» Exercise directions
Please output every entry below exactly as written, leaving out any pictures.

» Data supplied
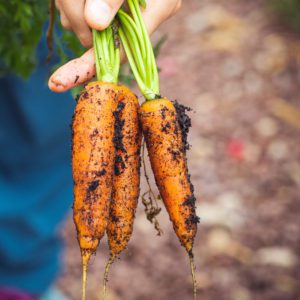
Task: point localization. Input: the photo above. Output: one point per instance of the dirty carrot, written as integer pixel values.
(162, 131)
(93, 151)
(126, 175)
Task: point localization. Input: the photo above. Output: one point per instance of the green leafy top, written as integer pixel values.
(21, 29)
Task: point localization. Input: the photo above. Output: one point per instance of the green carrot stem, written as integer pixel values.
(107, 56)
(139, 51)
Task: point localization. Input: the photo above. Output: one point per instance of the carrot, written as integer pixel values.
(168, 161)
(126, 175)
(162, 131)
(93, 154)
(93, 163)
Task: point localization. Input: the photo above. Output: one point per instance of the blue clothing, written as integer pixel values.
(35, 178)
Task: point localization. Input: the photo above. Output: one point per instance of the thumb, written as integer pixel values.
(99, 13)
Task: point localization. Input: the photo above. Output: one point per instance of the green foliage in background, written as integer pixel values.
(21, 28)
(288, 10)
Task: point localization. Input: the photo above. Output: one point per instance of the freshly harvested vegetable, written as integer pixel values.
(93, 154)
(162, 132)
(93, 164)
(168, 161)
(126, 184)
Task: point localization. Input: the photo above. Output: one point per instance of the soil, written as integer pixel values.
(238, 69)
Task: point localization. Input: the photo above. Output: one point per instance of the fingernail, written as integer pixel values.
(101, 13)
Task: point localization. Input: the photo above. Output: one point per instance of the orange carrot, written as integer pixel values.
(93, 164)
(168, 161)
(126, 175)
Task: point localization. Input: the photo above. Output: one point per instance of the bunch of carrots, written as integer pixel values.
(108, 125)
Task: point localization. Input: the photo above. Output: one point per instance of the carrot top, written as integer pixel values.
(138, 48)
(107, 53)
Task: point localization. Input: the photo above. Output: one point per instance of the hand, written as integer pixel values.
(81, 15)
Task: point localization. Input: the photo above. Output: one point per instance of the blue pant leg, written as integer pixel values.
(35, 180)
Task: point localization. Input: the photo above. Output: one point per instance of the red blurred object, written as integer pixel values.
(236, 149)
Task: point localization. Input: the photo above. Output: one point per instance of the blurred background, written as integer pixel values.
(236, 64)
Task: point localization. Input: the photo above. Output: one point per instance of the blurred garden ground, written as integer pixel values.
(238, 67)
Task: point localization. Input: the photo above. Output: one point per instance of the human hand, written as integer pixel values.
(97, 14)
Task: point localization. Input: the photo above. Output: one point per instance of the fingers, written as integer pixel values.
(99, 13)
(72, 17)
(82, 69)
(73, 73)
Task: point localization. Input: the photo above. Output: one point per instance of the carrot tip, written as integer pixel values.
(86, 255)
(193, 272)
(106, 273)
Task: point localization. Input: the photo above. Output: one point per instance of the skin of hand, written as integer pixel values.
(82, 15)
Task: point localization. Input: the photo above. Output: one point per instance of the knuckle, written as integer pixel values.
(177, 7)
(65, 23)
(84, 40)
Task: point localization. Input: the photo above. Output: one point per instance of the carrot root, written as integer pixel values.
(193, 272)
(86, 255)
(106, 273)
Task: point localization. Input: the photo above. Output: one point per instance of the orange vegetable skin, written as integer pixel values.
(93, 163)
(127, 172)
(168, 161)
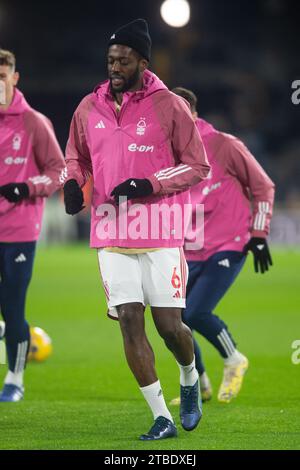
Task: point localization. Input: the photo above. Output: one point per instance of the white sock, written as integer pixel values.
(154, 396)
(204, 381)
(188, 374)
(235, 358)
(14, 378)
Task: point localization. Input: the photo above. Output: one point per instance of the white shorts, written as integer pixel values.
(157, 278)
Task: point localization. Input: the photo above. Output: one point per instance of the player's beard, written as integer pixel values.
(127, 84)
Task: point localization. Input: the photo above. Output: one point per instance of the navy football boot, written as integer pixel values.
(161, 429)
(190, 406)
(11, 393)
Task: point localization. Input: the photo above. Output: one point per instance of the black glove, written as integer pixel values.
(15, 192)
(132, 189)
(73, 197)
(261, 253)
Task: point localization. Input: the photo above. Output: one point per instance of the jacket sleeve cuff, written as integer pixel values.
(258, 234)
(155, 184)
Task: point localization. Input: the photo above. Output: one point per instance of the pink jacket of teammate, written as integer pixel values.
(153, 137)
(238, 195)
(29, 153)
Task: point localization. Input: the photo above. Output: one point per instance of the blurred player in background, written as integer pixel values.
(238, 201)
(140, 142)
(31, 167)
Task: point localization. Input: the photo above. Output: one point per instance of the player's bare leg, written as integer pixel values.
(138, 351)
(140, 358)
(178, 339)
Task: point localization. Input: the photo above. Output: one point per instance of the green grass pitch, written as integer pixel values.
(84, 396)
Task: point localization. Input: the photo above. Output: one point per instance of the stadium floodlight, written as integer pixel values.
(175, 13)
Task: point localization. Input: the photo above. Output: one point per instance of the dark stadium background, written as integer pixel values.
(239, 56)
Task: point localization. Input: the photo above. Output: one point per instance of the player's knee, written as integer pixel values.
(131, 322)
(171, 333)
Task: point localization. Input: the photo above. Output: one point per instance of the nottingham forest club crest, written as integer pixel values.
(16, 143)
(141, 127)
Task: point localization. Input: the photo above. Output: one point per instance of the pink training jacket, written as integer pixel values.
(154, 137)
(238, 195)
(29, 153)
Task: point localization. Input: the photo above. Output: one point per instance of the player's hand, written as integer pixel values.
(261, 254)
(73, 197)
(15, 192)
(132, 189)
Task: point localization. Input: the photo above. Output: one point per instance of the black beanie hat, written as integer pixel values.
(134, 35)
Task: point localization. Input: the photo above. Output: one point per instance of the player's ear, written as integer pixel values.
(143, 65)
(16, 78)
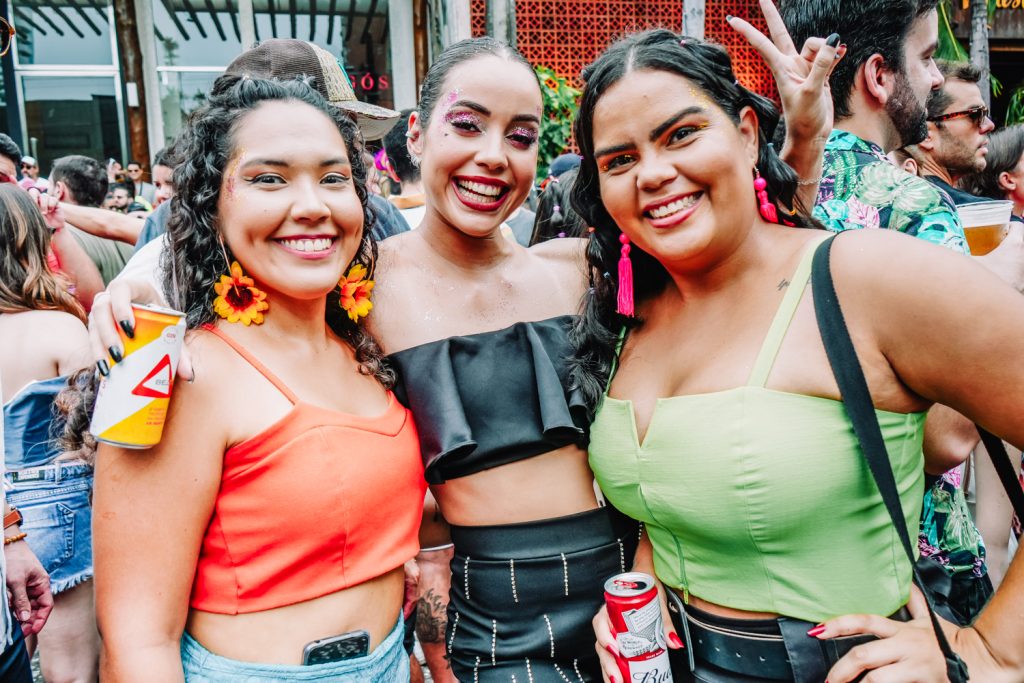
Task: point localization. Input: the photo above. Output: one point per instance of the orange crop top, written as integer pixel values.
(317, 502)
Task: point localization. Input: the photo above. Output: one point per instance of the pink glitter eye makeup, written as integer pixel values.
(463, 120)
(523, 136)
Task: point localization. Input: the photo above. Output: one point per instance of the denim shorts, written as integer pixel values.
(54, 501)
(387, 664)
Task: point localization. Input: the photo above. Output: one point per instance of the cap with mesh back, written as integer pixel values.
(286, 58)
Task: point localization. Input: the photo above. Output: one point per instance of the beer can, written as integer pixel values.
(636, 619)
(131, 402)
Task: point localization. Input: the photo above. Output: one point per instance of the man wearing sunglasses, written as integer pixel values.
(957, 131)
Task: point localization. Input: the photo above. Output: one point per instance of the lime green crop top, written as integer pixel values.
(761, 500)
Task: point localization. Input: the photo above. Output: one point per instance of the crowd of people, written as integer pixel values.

» Solution to this task
Task: point localization. Input: the photo above. Output: one point per instance of the dirty carrot, written as integer pixel values.
(162, 131)
(93, 151)
(126, 175)
Task: point localization. Input: the photo above. Output: one point per instance of the green leafy top, written as integer pixel values.
(21, 29)
Task: point localization. Input: the photo above. Output: one point per instance of the green carrot stem, written as integer pixel values.
(107, 56)
(139, 51)
Task: point localization. Input: the photo above. Output: one point per instance of the carrot, written as integer pixel values.
(168, 161)
(126, 175)
(162, 131)
(93, 154)
(93, 163)
Task: point localization. Input: the photo above. Output: one point per instance of the blue clothing, written as integer pixel values.
(35, 178)
Task: point localization. Input: the photo above. Output: one point per instance of the thumb, written as integer pixel values.
(99, 13)
Task: point localization. Input: the photo above. Output: one point per instance of the green foliage in background, written as integer pixel values.
(21, 28)
(288, 10)
Task: point localization. Input: the photo above. Output: one point per instance of the freshly harvested vegetable, written as integer pixel values.
(93, 154)
(162, 132)
(93, 164)
(168, 161)
(126, 184)
Task: point localization. Input: the photo above. Output: one point per instance of the soil, written as integer pixel values.
(238, 69)
Task: point localization. Input: the photo above. Output: one point per instance of the fingernail, written as integer pixel values.
(101, 13)
Task: point localization. Input: the photo above. Output: one point per instance of the orange carrot, written as integer pixel values.
(93, 164)
(168, 161)
(126, 175)
Task: point localization. Input: the photo above. Output: one point per instance of the bunch of carrots, written as integer pixel values.
(108, 125)
Task: point localization. Input: the photo above. Output: one point per instance of the carrot top, written as integer pixel values.
(138, 48)
(107, 53)
Task: point localization. Input: the photo above. Output: one point per instance of the hand, written as integer pixel values.
(81, 15)
Task: point localization. Input: the photo above. Output: one point per instance of the blue pant leg, written as integer pixel values.
(35, 180)
Task: point localization. Input: the photo above. Output: one point per instance of the red blurred object, written as integer pixel values.
(236, 149)
Task: point localization. Input: the photo above. Output: one point per instance of the blurred background, written as integer pixel values.
(236, 64)
Task: point localization. Input: the photo above. Output: one point per instance of the blurred garden ground, written as integer pixel values.
(238, 67)
Task: point localization. Input: the photo above. Output: one point per instance of the human hand, written as integer pixel values.
(97, 14)
Task: point localization. Input: the photo above. Output: one point per instance of the fingers, written as integer pixel values.
(99, 13)
(72, 17)
(82, 69)
(73, 73)
Task: point localization. Input: the photo above. Output: one point per instance of the carrot tip, written as integer pixel values.
(86, 255)
(193, 272)
(106, 273)
Task: point localization. Input: the photo above. Output: one point per instance of the skin of hand, written as integer pixel values.
(82, 15)
Task: point localization. Input: the photo above. Output: one point per instance of the knuckle, written as integer pixel values.
(177, 7)
(65, 23)
(84, 40)
Task: point localization. Input: the photo above. Output: one point per instance of the carrot root, written as integer pixel values.
(193, 272)
(86, 255)
(106, 273)
Task: point localization. Input: the photo above. Output: one point per instance of the orange vegetable skin, written as integer pixel values.
(93, 163)
(127, 172)
(168, 161)
Task: point localization. Input: the photo above. Output: one point per instance of the white sock, written as integer pixel values.
(154, 396)
(204, 381)
(188, 374)
(235, 358)
(14, 378)
Task: point localization. Input: the photo above. Output: one point per instance of the white shorts, written as integer pixel values.
(157, 278)
Task: point localization. Input: the photo above. Output: one point per instance of the player's beard, written as integer pixel values.
(127, 84)
Task: point localization. Input: the photo above. Output: one point per instance of the navy football boot, written as integer pixel values.
(161, 429)
(190, 406)
(11, 393)
Task: point localization. Input: the photo above. Output: one point per instance of the black glove, written as integer pixel values.
(15, 192)
(132, 189)
(73, 197)
(261, 253)
Task: point localization. Input: the photo above. Output: one point per instance of the jacket sleeve cuff, written as integer pixel values.
(258, 234)
(155, 184)
Task: point localization. Input: the photo above. Output: one point per instance of the pink jacket of teammate, written as integer pixel values.
(153, 137)
(238, 195)
(29, 153)
Task: point localization. Input: the photo above. Output: one point per instance of the blurred player in background, written as integer pixel values.
(238, 201)
(140, 142)
(31, 167)
Task: point localization. Input: the photo above. Output: one point per instance of the player's bare leg, written as integer pixel values.
(138, 351)
(140, 358)
(178, 339)
Task: point localization. Input: the photo above. Output: one point per instance of the green grass pitch, written as integer pixel values.
(84, 396)
Task: point localization. Input: the photo above. Output: one point per instance of the stadium floodlight, written as integer pixel values.
(175, 13)
Task: point localization. Input: the photo above. Output: one point per instance of the dark stadium background, written as integer pixel values.
(239, 56)
Task: point localization. Input: the photo above. Output: one point per instance of the player's knee, written as integer pixel values.
(131, 322)
(171, 333)
Task: point localization. Input: the photo above. Output: one point per instance of the nottingham forest club crest, written as integer pixel values.
(16, 143)
(141, 127)
Task: point localization. Input: the photo above. Output: one point per instance of the pink training jacket, written as integer pixel values.
(154, 137)
(238, 195)
(29, 153)
Task: point localization. Input: the photo above. Output: one point per instance of the player's hand, written as integer pixel values.
(261, 254)
(73, 197)
(15, 192)
(132, 189)
Task: point localization. Input: the photo above. Output: one point per instance of the black beanie hat, written as integer pixel values.
(134, 35)
Task: point localization. Input: the photo above. Output: one point per instance of the player's ear, written as integer pixel values.
(143, 65)
(16, 78)
Task: point localization. Input: the photo above. Output: one point per instance of the orange crop top, written as integer pixel values.
(317, 502)
Task: point localization. Input: the photo above. Output: one point per instance of the pink glitter eye makeup, written as integer pixel values.
(463, 120)
(523, 136)
Task: point localization. Input: the photo above. Output: one point per instance of the denim shorts, written as integer pixel values.
(54, 501)
(387, 664)
Task: point localization. Input: the photo above. Output: one point per instance of the cap with mesh back, written as integer pixel values.
(286, 58)
Task: point localization. Input: the photo above. Output: one point per instance of the beer can, written as integer pixel values.
(636, 619)
(131, 402)
Task: point localization. Input: the photo above. Output: one point per instance of the man wearing sunglasses, written as integer pixel values.
(957, 131)
Task: point localization. Input: the photo above. Output: one point per instance of the lime green crop top, written as integer pixel values.
(761, 500)
Task: point localization. Input: the photo above. Output: one point per instance of the crowd of people, written as integer pixel values.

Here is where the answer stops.